**WORK INSTRUCTION:**
Please continue the article on throwing a successful party, picking up right after its last sentence.

The International Society for the Advancement of Aardvark Awareness
Today we are going to explore a peculiar phenomenon that has been rampant throughout the echelons of polite society in nearly every civilization in recorded history. It has been particularly noticeable in those cultures with a penchant for celebration and excess. We are talking about the quest for the elusive "successful party."
Have you ever wondered how people known for throwing great parties always manage to get important guests to attend? If most of us threw, let's say, a birthday party for ourselves and invited all the movers and shakers we know or know of, and told them that gifts were not required, just come and enjoy themselves, would they actually show up? Let's be honest now - probably not. Our birthday parties more than likely wouldn't rate a place on the marquee at Chuck E. Cheese even if we ordered the super-deluxe-party-package complete with clown and live circus animals. However, this can change - it is possible if you follow these simple instructions.
The difference between party success and failure is in the theme. Every good party must have the right theme. Years ago, all it took was free food and drinks and the world would beat down your door. Then the themes started creeping in. You had to dream up an inventive theme before anyone would attend. Some didn't make sense. People in the Midwest threw shipwreck parties where there wasn't a lake, let alone an ocean. The idea was to pretend that you were on a ship that ran aground on a desert island and you couldn't leave for three days. That way the party could last all weekend. Not a bad idea if you don't mind enthusiastic strangers destroying your house for three days. The southern coastal states were famous for hurricane parties. Celebrity guests mingling with tourists at hotels made national news. Unfortunately, the severity of today's storms is prohibitive for a truly festive atmosphere.

**RECORDS:**
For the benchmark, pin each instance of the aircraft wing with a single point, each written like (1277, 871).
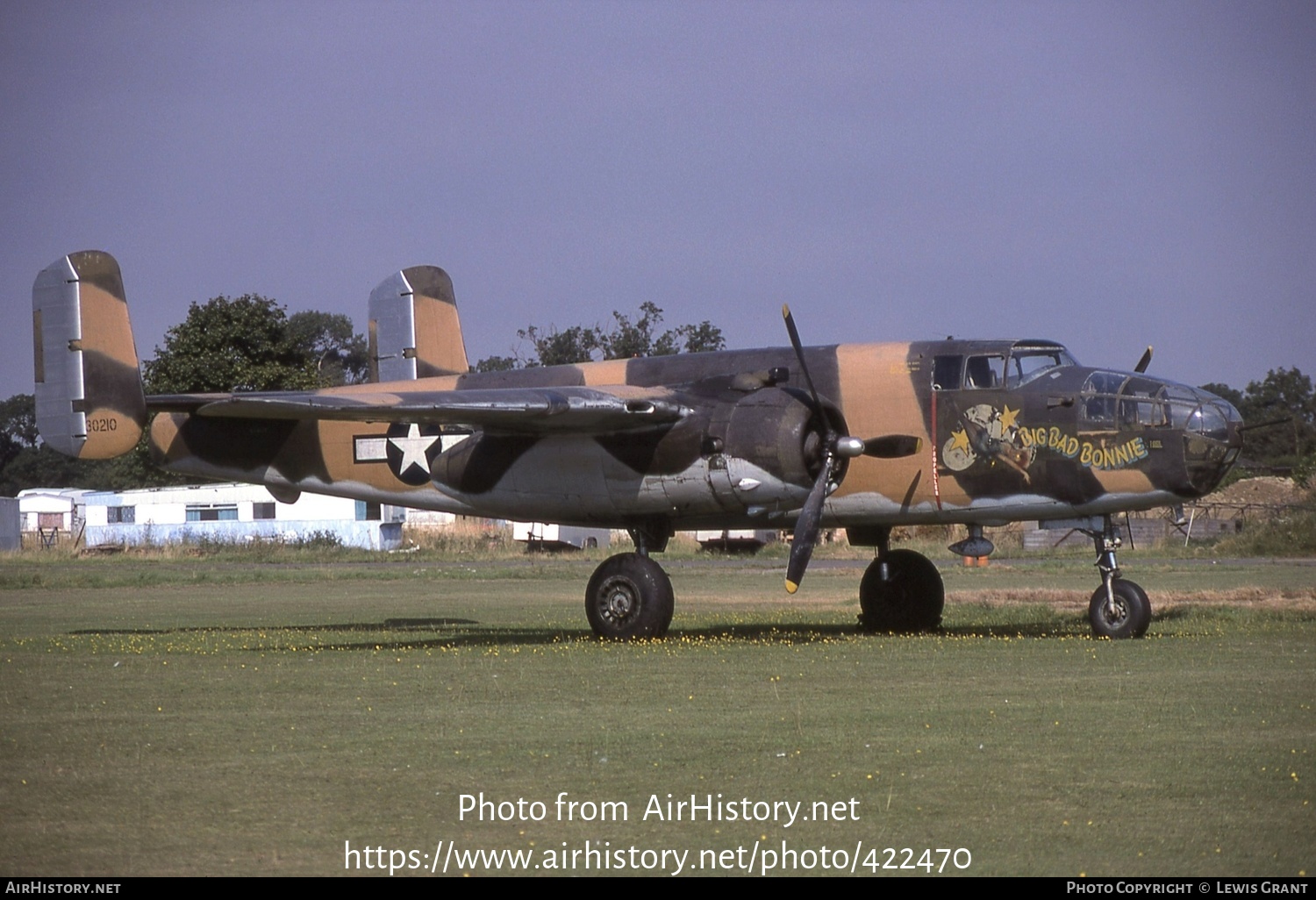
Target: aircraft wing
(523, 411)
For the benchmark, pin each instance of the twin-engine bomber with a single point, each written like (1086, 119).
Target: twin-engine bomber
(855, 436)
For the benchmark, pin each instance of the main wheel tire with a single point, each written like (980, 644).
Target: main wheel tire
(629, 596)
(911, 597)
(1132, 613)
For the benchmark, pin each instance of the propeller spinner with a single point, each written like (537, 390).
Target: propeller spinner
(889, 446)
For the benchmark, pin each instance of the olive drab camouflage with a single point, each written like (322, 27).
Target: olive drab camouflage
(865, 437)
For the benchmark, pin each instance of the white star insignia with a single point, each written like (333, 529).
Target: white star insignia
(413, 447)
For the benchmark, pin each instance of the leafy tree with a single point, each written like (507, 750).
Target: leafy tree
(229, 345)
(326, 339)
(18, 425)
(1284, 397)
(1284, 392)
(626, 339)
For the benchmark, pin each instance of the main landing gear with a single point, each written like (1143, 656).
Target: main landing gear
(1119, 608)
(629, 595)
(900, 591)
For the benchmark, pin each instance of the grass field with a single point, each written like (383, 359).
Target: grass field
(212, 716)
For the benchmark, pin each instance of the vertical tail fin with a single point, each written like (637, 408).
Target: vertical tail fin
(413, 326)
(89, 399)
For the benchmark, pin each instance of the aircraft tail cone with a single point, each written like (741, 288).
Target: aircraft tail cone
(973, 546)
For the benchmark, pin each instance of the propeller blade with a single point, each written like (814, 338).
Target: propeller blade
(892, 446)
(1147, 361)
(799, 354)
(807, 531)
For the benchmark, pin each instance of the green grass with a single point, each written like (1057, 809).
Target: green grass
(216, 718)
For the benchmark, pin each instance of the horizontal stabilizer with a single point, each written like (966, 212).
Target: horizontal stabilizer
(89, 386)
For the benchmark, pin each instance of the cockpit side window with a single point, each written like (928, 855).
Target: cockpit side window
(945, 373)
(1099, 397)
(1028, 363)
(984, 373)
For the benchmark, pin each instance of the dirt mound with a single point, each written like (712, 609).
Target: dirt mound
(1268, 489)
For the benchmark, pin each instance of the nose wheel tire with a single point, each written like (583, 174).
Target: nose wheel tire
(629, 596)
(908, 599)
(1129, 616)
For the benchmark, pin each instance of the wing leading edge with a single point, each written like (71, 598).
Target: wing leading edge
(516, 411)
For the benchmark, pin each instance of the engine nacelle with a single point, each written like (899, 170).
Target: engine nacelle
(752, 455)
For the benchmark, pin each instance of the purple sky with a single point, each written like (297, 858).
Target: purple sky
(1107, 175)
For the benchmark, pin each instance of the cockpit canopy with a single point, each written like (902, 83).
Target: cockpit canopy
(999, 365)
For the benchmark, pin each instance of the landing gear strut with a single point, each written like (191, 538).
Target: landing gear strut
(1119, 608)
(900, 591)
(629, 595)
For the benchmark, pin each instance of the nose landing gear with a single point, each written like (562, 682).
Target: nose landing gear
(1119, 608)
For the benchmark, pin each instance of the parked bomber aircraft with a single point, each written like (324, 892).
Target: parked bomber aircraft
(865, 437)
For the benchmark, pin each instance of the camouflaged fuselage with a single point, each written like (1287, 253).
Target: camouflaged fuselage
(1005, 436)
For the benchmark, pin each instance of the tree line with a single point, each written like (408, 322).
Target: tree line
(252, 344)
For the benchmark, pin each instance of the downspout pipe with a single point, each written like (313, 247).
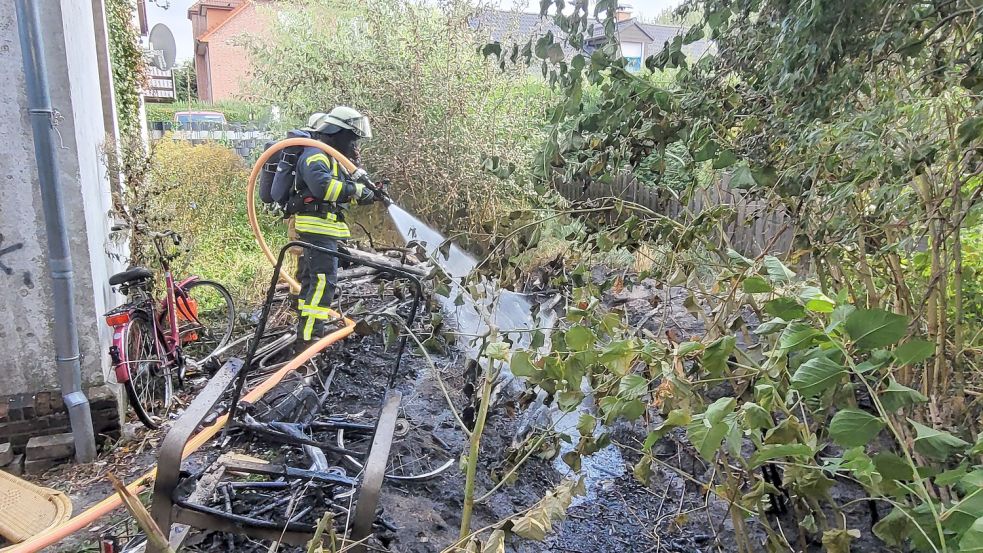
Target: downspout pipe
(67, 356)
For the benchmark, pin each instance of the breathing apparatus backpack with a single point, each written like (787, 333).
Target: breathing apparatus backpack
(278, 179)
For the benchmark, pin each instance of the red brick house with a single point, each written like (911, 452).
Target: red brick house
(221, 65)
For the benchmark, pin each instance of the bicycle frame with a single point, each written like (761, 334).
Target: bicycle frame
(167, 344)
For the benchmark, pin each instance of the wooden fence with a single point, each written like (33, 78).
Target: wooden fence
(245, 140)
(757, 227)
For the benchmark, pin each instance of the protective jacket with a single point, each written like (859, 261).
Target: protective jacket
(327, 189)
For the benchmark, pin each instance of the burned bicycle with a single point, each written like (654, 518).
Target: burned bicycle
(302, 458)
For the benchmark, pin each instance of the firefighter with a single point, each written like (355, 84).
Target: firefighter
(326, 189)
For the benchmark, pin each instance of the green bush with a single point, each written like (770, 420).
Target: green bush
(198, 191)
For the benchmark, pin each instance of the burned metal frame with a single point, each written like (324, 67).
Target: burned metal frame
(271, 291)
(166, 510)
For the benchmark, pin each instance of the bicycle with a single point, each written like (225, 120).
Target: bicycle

**OUTPUT:**
Then, party themes took a strange turn; throwing a party just for the sake of having a good time became much too crass. Parties had to have a purpose before the beautiful people would attend. They needed to support a cause.
Before the turn of the 21st century, diseases were popular. If you threw a benefit for a rare disease that nobody, including doctors, ever heard of but sounded really scary - that could be the event of the year. The diseases had to have names like "nosayuckaphobia" or "subdermalhyperhalitosis," or something else so disgusting and strange that anyone stricken with the illness couldn't possibly describe the symptoms in mixed company. That trend, however, has changed. Today's popular charitable causes support extraordinarily weird animals and environmental issues. Nonetheless, your chances of festive success still rely on how compelling and newsworthy your cause of choice may be. Today's partygoer is concerned to the extreme about being associated with charities that matter.
To assist our faithful readers in attaining social notoriety, our crack team of researchers clandestinely penetrated the closelyguarded world of party planners. The reconnaissance mission revealed the consummate organization that supports the ideal animal to fulfill the needs of those with a desire to experience celebratory achievement.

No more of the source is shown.